> [Given text]
— BEGIN —

For to those who saw her countenance she was a beautiful daffodil and to those who saw her deep within she was a fallen Narcissus.
Though KS Ravikumar mayn’t have been aware of the psychology behind Narcissistic Personality Disorder, he sketched one of the most complex characters who would redefine feminine antagonism in Tamil cinema and rightly casted Ramya Krishnan who’s impersonation of the same was perfection personified. Before being called Rajamadha, the actress for almost 15 yrs was fondly called Neelambari.
Neelambari; a girl who was idealised and pedestalled from her childhood, feared and worshipped by those around; it is but a natural phenomenon that as a woman she’d end up being the narcissist that she was. Being habituated to have her own way, Neelambari hardly faced any resistance in fulfilling her desires. Misled that fear equates love and respect, she commanded authority in all, except Padayappa. It was this lack of intrigue that Padayappa demonstrated that made him an interesting task for Neelambari. This is a common human response though; most of the time we’re attracted to people who prove us wrong or break the stereotype. It’s that sudden sweet tinge of adrenaline that make us take the second glance and most often, from then on, we fall prey to love.

— END —

> [Provided information]
— BEGIN —

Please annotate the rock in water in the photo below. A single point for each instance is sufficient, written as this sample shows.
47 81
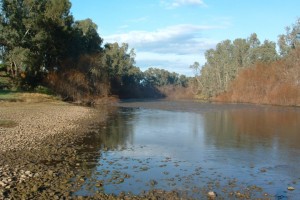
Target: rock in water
291 188
211 195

— END —

> [What this exercise asks]
1) In the Neelambari essay, who played Neelambari?
2) According to the Neelambari essay, why did Padayappa become an interesting task for Neelambari? Answer in one to three sentences.
3) Continue the Neelambari essay from its last sentence.

> [Written responses]
1) Ramya Krishnan played Neelambari.

2) Neelambari commanded authority over everyone except Padayappa. His lack of intrigue made him an interesting task for her. The essay calls this a common human response, because people are drawn to those who prove them wrong or break the stereotype.

3)
If Neelambari had been well brought she may have had a chance with Padayappa. For it was her arrogance that seemed to him unlike a woman’s.
Padayappa rejected Neelambari’s pompous proposal and countered that he wished to marry a lady, not her. In the subsequent scene, even amidst her rage, one can see that she’s fallen vulnerable to Padayappa.
There’s this perk about vulnerability; it's not a safe place to be and yet it is the very foundation of love. You allow that one person to see your soul naked and unguarded and still hope to feel secure. You hand them all the weapons to destroy you and hope they’d use it to guard you. It’s this sweet paradox a narcissist wouldn’t contemplate. To fall prey to love? To empty yourself to feel complete? That’s too much to ask from a self-absorbed person. And even Neelambari with all her surreptitious attempts tried only to infuse fright in Padayappa rather than love. When he was permanently out of her charm after his marital union with Vasundra, she upgraded herself from a narcissistic sadist to a masochistic sociopath who’d punish herself in solitude for almost 18 yrs. She wouldn’t let anyone mock her failure, so she decides to mock herself by watching the same video, again and again.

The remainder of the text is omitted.